EXERCISE – An identical copy of every entry below is the required output.
⟨
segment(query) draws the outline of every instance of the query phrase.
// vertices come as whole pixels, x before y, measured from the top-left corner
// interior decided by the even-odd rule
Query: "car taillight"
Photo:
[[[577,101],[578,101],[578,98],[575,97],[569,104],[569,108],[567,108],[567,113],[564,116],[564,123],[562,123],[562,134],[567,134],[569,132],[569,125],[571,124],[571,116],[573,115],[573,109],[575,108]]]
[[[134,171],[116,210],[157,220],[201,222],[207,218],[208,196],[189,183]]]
⟩
RESULT BELOW –
segment(query) draws the outline of every instance of the query phrase.
// vertices come as whole pixels, x before y, measured from the top-left corner
// interior decided by the even-odd rule
Query: "car taillight"
Photo:
[[[577,101],[578,101],[578,98],[575,97],[569,104],[569,108],[567,108],[567,113],[564,116],[564,123],[562,123],[562,134],[567,134],[569,132],[569,125],[571,124],[571,116],[573,115],[573,109],[575,108]]]
[[[134,171],[116,210],[157,220],[201,222],[207,218],[208,196],[189,183]]]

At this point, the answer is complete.